Try it: Type the entries out again exactly as they read, but leave every picture behind.

Data supplied:
-.-.-
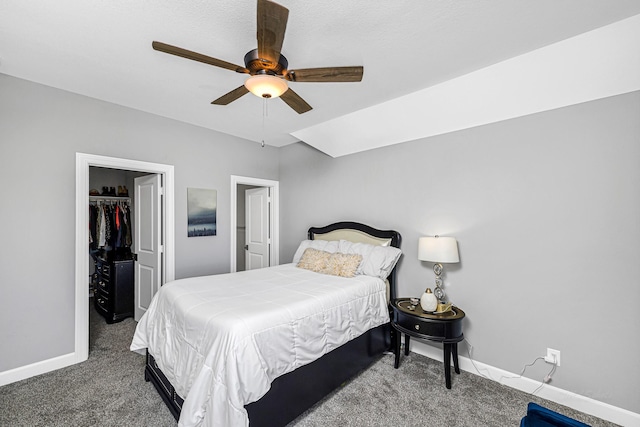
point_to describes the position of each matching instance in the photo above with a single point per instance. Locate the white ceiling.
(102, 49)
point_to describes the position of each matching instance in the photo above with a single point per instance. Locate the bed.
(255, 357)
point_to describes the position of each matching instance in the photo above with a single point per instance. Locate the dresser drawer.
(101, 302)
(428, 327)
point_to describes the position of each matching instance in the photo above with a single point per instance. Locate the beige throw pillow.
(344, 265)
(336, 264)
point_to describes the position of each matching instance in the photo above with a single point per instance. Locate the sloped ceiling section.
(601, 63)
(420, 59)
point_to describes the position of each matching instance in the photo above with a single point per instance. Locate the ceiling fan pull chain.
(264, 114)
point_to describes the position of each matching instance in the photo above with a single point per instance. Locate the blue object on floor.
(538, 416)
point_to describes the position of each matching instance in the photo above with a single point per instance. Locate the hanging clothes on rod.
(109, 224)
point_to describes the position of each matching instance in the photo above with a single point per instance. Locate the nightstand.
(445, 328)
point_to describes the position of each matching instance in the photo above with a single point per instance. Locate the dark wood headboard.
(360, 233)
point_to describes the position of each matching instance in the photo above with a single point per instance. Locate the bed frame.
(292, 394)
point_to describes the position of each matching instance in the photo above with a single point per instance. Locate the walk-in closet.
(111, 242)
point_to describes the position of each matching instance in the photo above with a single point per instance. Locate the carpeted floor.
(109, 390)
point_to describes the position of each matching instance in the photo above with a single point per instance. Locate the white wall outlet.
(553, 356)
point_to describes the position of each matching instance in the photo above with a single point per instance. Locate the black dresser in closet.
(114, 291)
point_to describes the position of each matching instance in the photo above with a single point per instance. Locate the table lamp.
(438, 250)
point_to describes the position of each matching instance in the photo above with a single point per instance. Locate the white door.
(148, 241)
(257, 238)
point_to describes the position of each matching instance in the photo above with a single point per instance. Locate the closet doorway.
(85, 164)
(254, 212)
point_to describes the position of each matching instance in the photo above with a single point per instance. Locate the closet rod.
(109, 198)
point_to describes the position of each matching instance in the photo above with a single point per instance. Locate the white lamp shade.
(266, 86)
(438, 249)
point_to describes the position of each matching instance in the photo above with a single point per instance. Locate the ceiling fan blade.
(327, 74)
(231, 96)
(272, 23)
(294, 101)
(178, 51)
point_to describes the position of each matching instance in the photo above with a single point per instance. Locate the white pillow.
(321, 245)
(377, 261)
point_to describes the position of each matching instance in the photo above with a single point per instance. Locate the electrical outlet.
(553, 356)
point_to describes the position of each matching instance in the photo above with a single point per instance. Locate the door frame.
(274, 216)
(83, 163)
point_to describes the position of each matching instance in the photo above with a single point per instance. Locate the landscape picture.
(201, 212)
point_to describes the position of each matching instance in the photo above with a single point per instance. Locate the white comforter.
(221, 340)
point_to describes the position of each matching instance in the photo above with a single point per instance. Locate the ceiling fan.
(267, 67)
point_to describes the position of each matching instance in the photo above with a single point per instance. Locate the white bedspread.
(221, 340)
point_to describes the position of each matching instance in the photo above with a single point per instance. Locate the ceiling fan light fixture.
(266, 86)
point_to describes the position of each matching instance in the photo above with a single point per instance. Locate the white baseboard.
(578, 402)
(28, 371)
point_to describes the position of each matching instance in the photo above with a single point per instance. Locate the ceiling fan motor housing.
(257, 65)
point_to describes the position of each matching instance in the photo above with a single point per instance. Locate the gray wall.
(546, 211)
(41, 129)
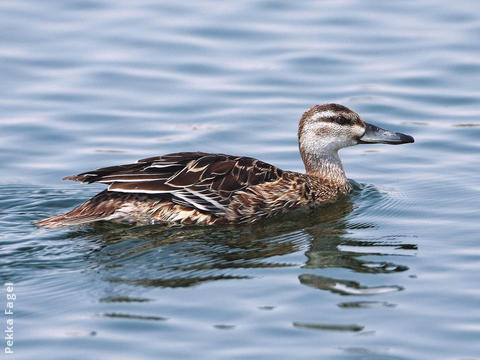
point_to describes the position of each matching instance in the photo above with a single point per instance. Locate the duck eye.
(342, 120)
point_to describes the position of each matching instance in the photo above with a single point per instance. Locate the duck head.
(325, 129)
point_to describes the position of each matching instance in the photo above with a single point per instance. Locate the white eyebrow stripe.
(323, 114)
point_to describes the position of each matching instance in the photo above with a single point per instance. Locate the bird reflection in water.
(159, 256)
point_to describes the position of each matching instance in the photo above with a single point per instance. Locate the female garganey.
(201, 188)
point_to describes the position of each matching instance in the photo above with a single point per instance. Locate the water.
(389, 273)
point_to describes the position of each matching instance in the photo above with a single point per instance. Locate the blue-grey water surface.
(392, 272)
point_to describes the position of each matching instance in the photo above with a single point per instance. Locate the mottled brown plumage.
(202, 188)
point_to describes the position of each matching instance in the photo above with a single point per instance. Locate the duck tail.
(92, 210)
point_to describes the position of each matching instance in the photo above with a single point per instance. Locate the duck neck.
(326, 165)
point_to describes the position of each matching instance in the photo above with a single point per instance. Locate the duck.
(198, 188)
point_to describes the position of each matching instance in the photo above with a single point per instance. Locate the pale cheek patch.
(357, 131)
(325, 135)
-.-.-
Result of this task:
point_to describes the position of each matching instance in the photo above with a single point per instance. Locate the white ceiling.
(102, 49)
point_to describes the position of each matching instance in the photo above with a single point per instance. Locate the bed.
(255, 357)
point_to describes the position of each matching instance in the photo above with a single point per instance. Locate the dresser drawer.
(101, 302)
(428, 327)
point_to describes the position of each matching instance in the photo above with a single point per instance. Locate the beige throw pillow.
(344, 265)
(336, 264)
point_to describes the position of each matching instance in the photo above with a single point per instance. Locate the sloped ceiling section.
(601, 63)
(420, 59)
point_to describes the position of each matching instance in the photo above with a single point per instance. Locate the ceiling fan pull chain.
(264, 114)
point_to describes the position of each matching instance in the photo above with a single point per instance. Locate the blue object on floor.
(538, 416)
point_to describes the position of each matching instance in the photo above with a single point per instance. Locate the hanging clothes on rod.
(109, 224)
point_to describes the position of each matching instance in the photo above with a single point per instance. Locate the nightstand.
(445, 328)
point_to describes the position of each matching instance in the photo above with a single point per instance. Locate the dark wood headboard.
(360, 233)
point_to describes the position of each matching instance in the photo above with a single point per instance. Locate the bed frame.
(292, 394)
point_to describes the position of each matching instance in the photo above with a single point per instance. Locate the walk-in closet.
(111, 242)
point_to describes the position of each matching instance in the photo above with a single point per instance. Locate the carpeted floor.
(109, 390)
point_to describes the position of each matching instance in the photo above with a single point per instance. Locate the white wall outlet.
(553, 356)
point_to describes the position of each matching instance in the photo above with a single point per instance. Locate the black dresser in closet.
(114, 291)
point_to describes the position of each matching instance in the photo above with a single point per instance. Locate the table lamp.
(438, 250)
point_to describes the position of each matching instance in the photo above with a single point per instance. Locate the white door.
(148, 241)
(257, 238)
point_to describes the position of each matching instance in the photo above with a single point per instance. Locate the closet doorway.
(85, 164)
(254, 212)
point_to describes the position of each matching instance in the photo above with a single point per instance. Locate the closet rod.
(109, 198)
point_to describes the position of each matching instance in the photo above with a single point per instance. Locate the white lamp shade.
(266, 86)
(438, 249)
point_to describes the position of each matching instance in the photo above with a single point per instance. Locate the ceiling fan blade.
(327, 74)
(231, 96)
(272, 23)
(294, 101)
(178, 51)
point_to describes the position of each matching instance in the photo above with a single point per instance. Locate the white pillow.
(321, 245)
(377, 261)
point_to describes the position of each matching instance in the photo above with a single point per instance. Locate the electrical outlet.
(553, 356)
point_to describes the position of each matching instance in the photo above with a single point per instance. Locate the door frame.
(274, 216)
(83, 163)
point_to describes the position of each matching instance in the photo above with a single point per instance. Locate the landscape picture.
(201, 212)
point_to describes the position of each matching instance in the photo above with a single point per instance. Locate the white comforter.
(221, 340)
point_to describes the position of each matching instance in the photo above with a single point per instance. Locate the ceiling fan.
(267, 67)
point_to describes the position of each matching instance in the photo above with a single point per instance. Locate the white bedspread.
(221, 340)
point_to describes the position of each matching instance in the photo above with a single point per instance. Locate the ceiling fan light fixture.
(266, 86)
point_to describes the position of each matching instance in the photo above with a single point per instance. Locate the white baseboard.
(578, 402)
(28, 371)
point_to describes the position of each matching instance in the photo above with a single point per instance. Locate the ceiling fan motor housing.
(257, 65)
point_to describes the position of each matching instance in the photo above with a single point per instance. Locate the gray wall.
(546, 211)
(41, 129)
point_to describes the position of each matching instance in the photo above with a single point per instance. Locate the duck eye.
(342, 120)
point_to describes the position of each matching instance in the photo above with a single point per instance. Locate the duck head.
(325, 129)
point_to describes the position of each matching instance in the photo above with a single point per instance. Locate the white eyebrow stripe.
(323, 114)
point_to describes the position of each matching instance in the photo above with a single point per instance. Locate the bird reflection in water.
(159, 256)
point_to describes the position of each matching instance in the photo above with a single point per instance. Locate the female garganey.
(201, 188)
point_to describes the position of each matching instance in the photo above with a single point per instance. Locate the water.
(389, 273)
point_to describes the position of each matching instance in the photo above with a single point per instance. Locate the blue-grey water surface.
(392, 272)
point_to describes the position of each matching instance in the photo above with a single point per instance. Locate the mottled brown plumage.
(202, 188)
point_to describes the position of each matching instance in the photo above with a single point per instance. Locate the duck tail.
(92, 210)
point_to describes the position of each matching instance in the photo above with a single point per instance. Locate the duck neck.
(326, 165)
point_to describes the position of each matching instance in the photo above with a single point per instance. Locate the duck.
(198, 188)
point_to describes the position of each matching instance in the photo above with a single point per instance. Locate the pale cheek patch.
(357, 131)
(325, 135)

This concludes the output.